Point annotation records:
⁂

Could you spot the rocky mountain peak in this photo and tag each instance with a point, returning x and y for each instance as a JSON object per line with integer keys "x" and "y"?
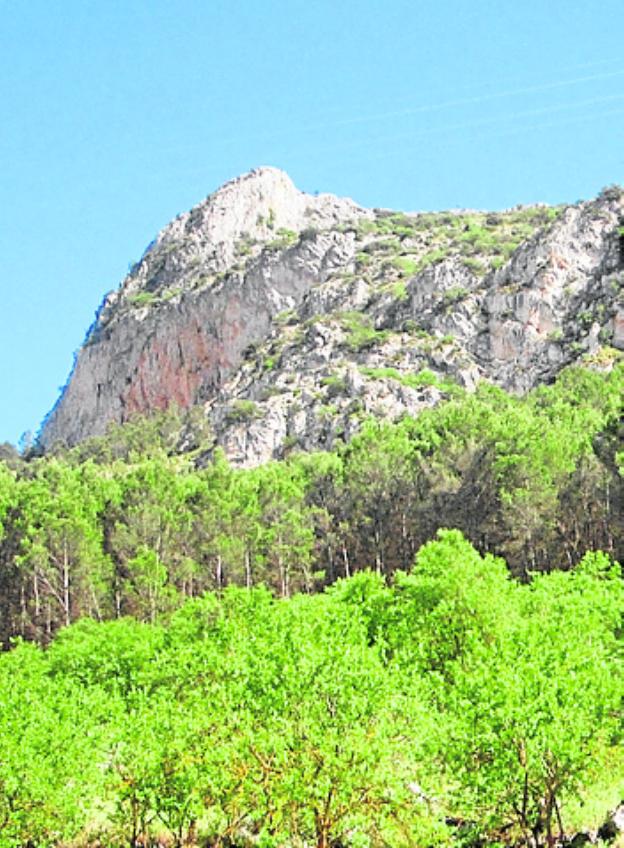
{"x": 290, "y": 317}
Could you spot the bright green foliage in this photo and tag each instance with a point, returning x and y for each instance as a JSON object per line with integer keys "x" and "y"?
{"x": 363, "y": 716}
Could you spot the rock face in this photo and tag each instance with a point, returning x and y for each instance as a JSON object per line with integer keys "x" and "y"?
{"x": 291, "y": 317}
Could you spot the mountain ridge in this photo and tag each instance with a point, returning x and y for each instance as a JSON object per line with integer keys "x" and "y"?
{"x": 291, "y": 317}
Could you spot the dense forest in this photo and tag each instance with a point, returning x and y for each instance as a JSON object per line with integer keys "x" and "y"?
{"x": 454, "y": 705}
{"x": 300, "y": 654}
{"x": 128, "y": 524}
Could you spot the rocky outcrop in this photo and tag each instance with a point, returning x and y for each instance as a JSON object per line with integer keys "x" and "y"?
{"x": 181, "y": 320}
{"x": 292, "y": 317}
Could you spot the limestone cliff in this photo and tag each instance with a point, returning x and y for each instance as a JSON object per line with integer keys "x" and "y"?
{"x": 291, "y": 317}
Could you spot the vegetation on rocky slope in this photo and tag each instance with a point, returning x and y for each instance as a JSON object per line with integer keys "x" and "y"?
{"x": 126, "y": 524}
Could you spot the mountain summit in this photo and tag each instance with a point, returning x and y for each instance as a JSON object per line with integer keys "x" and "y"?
{"x": 289, "y": 317}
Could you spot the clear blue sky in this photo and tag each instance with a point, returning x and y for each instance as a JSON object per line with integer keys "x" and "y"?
{"x": 118, "y": 114}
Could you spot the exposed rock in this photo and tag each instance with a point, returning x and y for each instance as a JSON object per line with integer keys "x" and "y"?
{"x": 293, "y": 317}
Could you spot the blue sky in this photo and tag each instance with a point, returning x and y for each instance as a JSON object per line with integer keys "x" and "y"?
{"x": 118, "y": 114}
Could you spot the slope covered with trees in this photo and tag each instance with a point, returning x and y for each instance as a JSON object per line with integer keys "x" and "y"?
{"x": 126, "y": 524}
{"x": 454, "y": 705}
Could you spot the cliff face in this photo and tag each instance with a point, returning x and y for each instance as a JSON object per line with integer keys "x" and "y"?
{"x": 204, "y": 290}
{"x": 291, "y": 317}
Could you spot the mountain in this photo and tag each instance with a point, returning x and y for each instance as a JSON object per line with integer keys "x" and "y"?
{"x": 290, "y": 317}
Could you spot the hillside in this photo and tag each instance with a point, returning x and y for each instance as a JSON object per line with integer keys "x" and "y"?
{"x": 319, "y": 545}
{"x": 291, "y": 318}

⁂

TO DO = Copy all of the records above word for word, leaving the picture out of your copy.

ANSWER TO THE TASK =
Could you spot the rocky mountain peak in this photo and tag each instance with a point, returning x and y for each instance as a JSON object per line with integer keys "x" and "y"?
{"x": 290, "y": 317}
Could you spot the bright green foliage in this photo and tag each instance with a point, returning x and y for each instance as a JSON object per line with integer keys "x" and "y"?
{"x": 363, "y": 716}
Could you spot the rock face in this photo and tag each instance with a point, returning x and y for each instance as a JSON object per line with integer keys "x" and "y"?
{"x": 291, "y": 317}
Could you spot the mountain ridge in this photo and tag each instance with a point, returning x and y for each instance as a JSON object per line with integer keys "x" and "y"?
{"x": 291, "y": 317}
Could you spot the dense forest in this photo and tag each instance with a point, returning x and y for each instance as a JSON object per line with integer keys "x" and "y"?
{"x": 454, "y": 705}
{"x": 300, "y": 654}
{"x": 128, "y": 524}
Could you spot the rocky outcrop in this photo and tag each instance with a point, returning x and y for each instance as a JSON object per line with integer keys "x" and "y"?
{"x": 181, "y": 320}
{"x": 292, "y": 317}
Could you spot the limestone cliff in this photo and tag each instance with a point, returning x and y for each instance as a JSON object per line with integer keys "x" and "y"?
{"x": 291, "y": 317}
Could you spot the vegetation on rocky slope in this photo and tag each instance with a point, returning x and y for each instance as a JSON object per line with integer keys "x" and "y"?
{"x": 126, "y": 524}
Could you spot the mountain summit in this photo and tag each instance with a point, returning x and y for each instance as a JSON object per line with integer keys "x" and "y"?
{"x": 289, "y": 317}
Could you spot the clear blue sky in this photo and tag each instance with a point, returning x and y for each instance as a JSON object per line with integer keys "x" and "y"?
{"x": 118, "y": 114}
Could you spot the exposed rock in this photo and tag each instance with a point, returning x and y for each instance as a JSON object per line with integer keys "x" and "y"?
{"x": 293, "y": 317}
Could you spot the blue sky in this photo and tag each instance with a point, returning x and y for each instance as a JSON object per line with integer keys "x" and "y"?
{"x": 118, "y": 114}
Could you spot the slope covered with trees in this photo and tag each instance with a point, returning x and y for each instance as a JSON object per line with integer keys "x" and "y"?
{"x": 126, "y": 524}
{"x": 454, "y": 705}
Could you spot the cliff face in this photo and tag each instance with a point, returning x and y for each instance as a JSON object per line with integer keys "x" and "y"?
{"x": 204, "y": 290}
{"x": 291, "y": 317}
Could you spot the mountain in this photo and tag each instance with a point, returning x and y for each instance as a JSON object per line with integer keys "x" and "y"?
{"x": 290, "y": 317}
Could you spot the hillside in this photo and tag each instance with a point, returning x and y for each instance as a JSON object per line with integer keys "x" and "y"?
{"x": 319, "y": 545}
{"x": 291, "y": 318}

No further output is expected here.